» Tasks and exercises:
A - Copy the Kedro thread from "Re: external data" to "a Kedro pipeline.", swapping "Data Warehouse" for "Data Lakehouse".
B - Extend the Kedro forum thread on data version control, picking up after its final message.

» Text block:
Does Kedro work with DVC or any Data Version Control soluti Kedro #questions

Join Slack

Does Kedro work with DVC or any Data Version Contr...

# questions

Ofir

05/05/2023, 2:22 PM

Does Kedro work with DVC or any Data Version Control solution?

Juan Luis

05/05/2023, 2:25 PM

there's an external plugin here https://github.com/FactFiber/kedro-dvc could you give it a try and let us know if it still works?

Ofir

05/05/2023, 2:27 PM

Thanks @Juan Luis, I’m looking at the repo, looks a bit scary

😅 1

Ofir

05/05/2023, 2:29 PM

The use case is: How do you reuse datasets with Kedro runs across different experiments?

Ofir

05/05/2023, 2:30 PM

While Kedro dictates a very well defined folder hierarchy, I wouldn’t want to kill my disk space, and I would want to be able to bootstrap / execute a pipeline given an external data store.

Ofir

05/05/2023, 2:34 PM

Perhaps implementing a concrete class of AbstractDataSet?

Ofir

05/05/2023, 2:35 PM

with a (process/function) call to dvc or some external data store to read/load the data

Nok Lam Chan

05/05/2023, 2:35 PM

What do you want to reuse exactly?

Nok Lam Chan

05/05/2023, 2:36 PM

Re: external data store almost all datasets are implemented with

fsspec

, so it works on most object store i.e. s3, gcfs, etc

Ofir

05/05/2023, 2:36 PM

I have an ETL process that transforms data and writes it to a Data Warehouse (DWH). Then I generate .parquet files (by running SQL queries against the DWH) and dump them to disk. These data sets will be used as input to a Kedro pipeline.

Nok Lam Chan

05/05/2023, 2:37 PM

You can read these parquet file with

ParquetDataSet

already

Ofir

05/05/2023, 2:38 PM

Nice 🙂 What if you need an abstraction layer on top of it? Say the file was archived / deleted (due to retention policy and disk space constraints), but you know (through metadata) how the data was generated.

Ofir

05/05/2023, 2:38 PM

So you could re-generate it (the .parquet) by running the SQL query.

Ofir

05/05/2023, 2:39 PM

So think

LazyParquetDataSet

class (possibly regenerate and then load from disk).

Nok Lam Chan

05/05/2023, 2:43 PM

that’s one possible solution. I have implemented a cache layer, where it will look for data locally, if not it will fetch from a remote storage instead (it also check with the metadata md5 to avoid unnecessary IO). You can do the same instead of fetching from a remote storage, you can re-trigger a SQL pipeline to generate that data. Then you need to be aware that part of your data pipeline is no longer within Kedro, and you may lost the ability to reproduce experiments. i.e. how do you know if your regenerated dataset doesn’t change?

» Records provided:

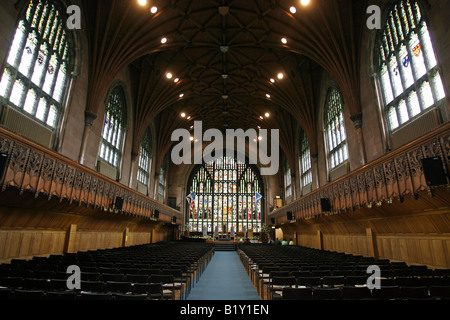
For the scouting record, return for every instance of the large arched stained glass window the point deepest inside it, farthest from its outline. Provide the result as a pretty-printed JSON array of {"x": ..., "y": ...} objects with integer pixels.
[
  {"x": 37, "y": 70},
  {"x": 227, "y": 194},
  {"x": 407, "y": 65},
  {"x": 114, "y": 127}
]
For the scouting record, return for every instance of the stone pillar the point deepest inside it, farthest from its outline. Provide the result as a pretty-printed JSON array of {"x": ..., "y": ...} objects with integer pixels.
[
  {"x": 357, "y": 121},
  {"x": 315, "y": 171},
  {"x": 89, "y": 118}
]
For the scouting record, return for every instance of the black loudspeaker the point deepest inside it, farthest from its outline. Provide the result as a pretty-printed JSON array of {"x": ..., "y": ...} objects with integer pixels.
[
  {"x": 119, "y": 203},
  {"x": 3, "y": 161},
  {"x": 289, "y": 215},
  {"x": 325, "y": 205},
  {"x": 434, "y": 171}
]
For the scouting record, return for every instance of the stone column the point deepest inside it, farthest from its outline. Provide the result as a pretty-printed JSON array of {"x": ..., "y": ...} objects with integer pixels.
[
  {"x": 89, "y": 118},
  {"x": 357, "y": 121}
]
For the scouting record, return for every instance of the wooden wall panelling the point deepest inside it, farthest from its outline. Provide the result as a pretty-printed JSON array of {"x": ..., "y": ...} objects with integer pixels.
[
  {"x": 16, "y": 166},
  {"x": 45, "y": 177},
  {"x": 58, "y": 180},
  {"x": 67, "y": 187}
]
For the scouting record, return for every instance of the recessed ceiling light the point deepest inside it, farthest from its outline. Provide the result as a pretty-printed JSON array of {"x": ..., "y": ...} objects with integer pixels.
[{"x": 304, "y": 2}]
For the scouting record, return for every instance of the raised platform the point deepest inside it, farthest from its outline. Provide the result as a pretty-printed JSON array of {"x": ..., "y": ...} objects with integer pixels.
[{"x": 225, "y": 245}]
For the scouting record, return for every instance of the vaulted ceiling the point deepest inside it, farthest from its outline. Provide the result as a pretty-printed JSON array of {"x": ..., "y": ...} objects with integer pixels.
[{"x": 224, "y": 54}]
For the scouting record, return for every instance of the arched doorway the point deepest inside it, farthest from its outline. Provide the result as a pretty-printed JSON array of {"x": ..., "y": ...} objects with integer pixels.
[{"x": 227, "y": 193}]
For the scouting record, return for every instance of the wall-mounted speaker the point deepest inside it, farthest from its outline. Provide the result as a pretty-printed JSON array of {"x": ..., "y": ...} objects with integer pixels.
[
  {"x": 289, "y": 215},
  {"x": 434, "y": 171},
  {"x": 119, "y": 203},
  {"x": 3, "y": 161},
  {"x": 325, "y": 205}
]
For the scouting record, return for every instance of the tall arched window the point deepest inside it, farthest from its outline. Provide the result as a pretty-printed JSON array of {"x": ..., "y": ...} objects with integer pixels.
[
  {"x": 305, "y": 160},
  {"x": 144, "y": 159},
  {"x": 407, "y": 65},
  {"x": 287, "y": 180},
  {"x": 114, "y": 127},
  {"x": 37, "y": 71},
  {"x": 227, "y": 193},
  {"x": 162, "y": 180},
  {"x": 335, "y": 129}
]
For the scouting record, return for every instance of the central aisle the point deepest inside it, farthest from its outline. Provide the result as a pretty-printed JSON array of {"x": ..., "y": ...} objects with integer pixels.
[{"x": 225, "y": 278}]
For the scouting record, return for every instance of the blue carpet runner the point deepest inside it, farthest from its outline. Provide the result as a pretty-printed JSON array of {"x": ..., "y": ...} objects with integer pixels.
[{"x": 225, "y": 278}]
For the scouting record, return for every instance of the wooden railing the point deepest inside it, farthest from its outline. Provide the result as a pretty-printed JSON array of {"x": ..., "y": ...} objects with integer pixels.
[
  {"x": 30, "y": 168},
  {"x": 395, "y": 175}
]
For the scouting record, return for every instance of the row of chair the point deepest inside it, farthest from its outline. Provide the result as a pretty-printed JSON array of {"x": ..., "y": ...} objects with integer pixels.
[
  {"x": 273, "y": 267},
  {"x": 161, "y": 271}
]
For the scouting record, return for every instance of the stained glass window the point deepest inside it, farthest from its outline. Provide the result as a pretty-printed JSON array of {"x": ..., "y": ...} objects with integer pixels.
[
  {"x": 227, "y": 195},
  {"x": 162, "y": 181},
  {"x": 37, "y": 69},
  {"x": 335, "y": 129},
  {"x": 144, "y": 159},
  {"x": 409, "y": 76},
  {"x": 305, "y": 160},
  {"x": 114, "y": 127}
]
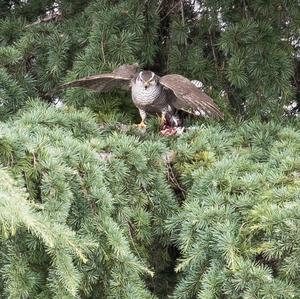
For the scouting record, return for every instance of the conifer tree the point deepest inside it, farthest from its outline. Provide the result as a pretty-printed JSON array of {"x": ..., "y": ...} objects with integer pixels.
[{"x": 92, "y": 208}]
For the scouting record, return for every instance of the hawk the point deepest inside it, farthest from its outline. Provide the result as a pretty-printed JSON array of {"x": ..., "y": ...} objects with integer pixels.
[{"x": 154, "y": 95}]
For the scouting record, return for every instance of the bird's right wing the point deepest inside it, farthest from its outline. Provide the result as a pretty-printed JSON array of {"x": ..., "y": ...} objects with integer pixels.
[
  {"x": 119, "y": 78},
  {"x": 186, "y": 96}
]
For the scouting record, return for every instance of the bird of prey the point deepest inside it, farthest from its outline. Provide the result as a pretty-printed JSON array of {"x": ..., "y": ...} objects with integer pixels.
[{"x": 154, "y": 95}]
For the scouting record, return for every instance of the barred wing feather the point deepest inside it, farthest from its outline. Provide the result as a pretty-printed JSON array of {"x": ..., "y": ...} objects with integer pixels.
[{"x": 186, "y": 96}]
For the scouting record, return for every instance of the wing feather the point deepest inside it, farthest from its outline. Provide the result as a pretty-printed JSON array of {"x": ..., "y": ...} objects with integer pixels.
[
  {"x": 119, "y": 78},
  {"x": 186, "y": 96}
]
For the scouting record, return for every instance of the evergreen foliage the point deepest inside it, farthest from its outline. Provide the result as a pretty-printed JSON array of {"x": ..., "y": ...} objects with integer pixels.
[
  {"x": 245, "y": 52},
  {"x": 96, "y": 213},
  {"x": 93, "y": 208}
]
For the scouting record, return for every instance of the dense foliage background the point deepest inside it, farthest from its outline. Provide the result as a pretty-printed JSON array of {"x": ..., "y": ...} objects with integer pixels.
[{"x": 90, "y": 207}]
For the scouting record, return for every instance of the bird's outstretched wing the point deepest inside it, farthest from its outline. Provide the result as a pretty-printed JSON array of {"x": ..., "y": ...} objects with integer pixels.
[
  {"x": 119, "y": 78},
  {"x": 186, "y": 96}
]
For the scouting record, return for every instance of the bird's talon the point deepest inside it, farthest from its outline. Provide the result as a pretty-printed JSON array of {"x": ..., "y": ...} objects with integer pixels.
[
  {"x": 141, "y": 125},
  {"x": 162, "y": 120}
]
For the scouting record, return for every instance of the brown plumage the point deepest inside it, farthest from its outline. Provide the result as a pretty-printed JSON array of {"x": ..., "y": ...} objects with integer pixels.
[{"x": 153, "y": 94}]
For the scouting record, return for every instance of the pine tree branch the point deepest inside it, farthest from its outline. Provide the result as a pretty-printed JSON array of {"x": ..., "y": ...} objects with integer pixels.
[{"x": 55, "y": 16}]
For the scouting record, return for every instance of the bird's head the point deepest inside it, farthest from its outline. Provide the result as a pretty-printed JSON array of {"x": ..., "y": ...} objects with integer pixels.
[{"x": 147, "y": 78}]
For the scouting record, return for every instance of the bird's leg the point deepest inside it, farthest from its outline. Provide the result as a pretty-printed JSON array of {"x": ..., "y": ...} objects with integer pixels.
[
  {"x": 162, "y": 119},
  {"x": 143, "y": 115}
]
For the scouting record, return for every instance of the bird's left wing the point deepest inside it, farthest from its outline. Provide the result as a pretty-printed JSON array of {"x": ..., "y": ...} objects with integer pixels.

» Answer list:
A -
Re: external data store almost all datasets are implemented with

fsspec

, so it works on most object store i.e. s3, gcfs, etc

Ofir

05/05/2023, 2:36 PM

I have an ETL process that transforms data and writes it to a Data Lakehouse (DWH). Then I generate .parquet files (by running SQL queries against the DWH) and dump them to disk. These data sets will be used as input to a Kedro pipeline.

B -
Nok Lam Chan

05/05/2023, 2:44 PM

Kedro offer some basic data versioning feature. If you are using S3 or similar object store, they usually have built-in versioning feature already and you can take advantage of that. (also for retention and clean up)

Ofir

05/05/2023, 2:44 PM

So checksumming (e.g. md5 / sha256sum) the dataset is one way to achieve that, through tightly coupling a Kedro pipeline code with this SHA.

Ofir

05/05/2023, 2:45 PM

But this feels like reinventing the wheel / reinventing DVC and I don’t like that

Nok Lam Chan

05/05/2023, 2:45 PM

this isn’t necessary implemented on a pipeline level, you can mix-in this caching layer with datasets

Ofir

05/05/2023, 2:45 PM

What I want actually is to be able to: 1. Version data properly (think Git for data + a nice browser) 2. Integrate Kedro with this external data store, and couple a pipeline to a particular dataset

👍🏼 1

Nok Lam Chan

05/05/2023, 2:48 PM

For 1. Kedro doesn’t offer a git base versioning approach, you may need to try

kedro-dvc

or build a plugin to integrate kedro with it.

Ofir

05/05/2023, 2:49 PM

Gotcha! What is the best strategy to implement something that addresses these 2 needs? Follow your design or the S3DataSet class?

Nok Lam Chan

05/05/2023, 2:53 PM

I think they are two separate problem - for connecting external data store it should work already. https://docs.kedro.org/en/stable/data/data_catalog.html#specify-the-location-of-the-dataset

Nok Lam Chan

05/05/2023, 2:53 PM

For 1. I am not familiar with any Git-base data versioning tool, DVC is probably the only one doing this?

Ofir

05/05/2023, 2:56 PM

Gotcha, so I could specify to Kedro that the dataset is located outside my (Git) repository, right?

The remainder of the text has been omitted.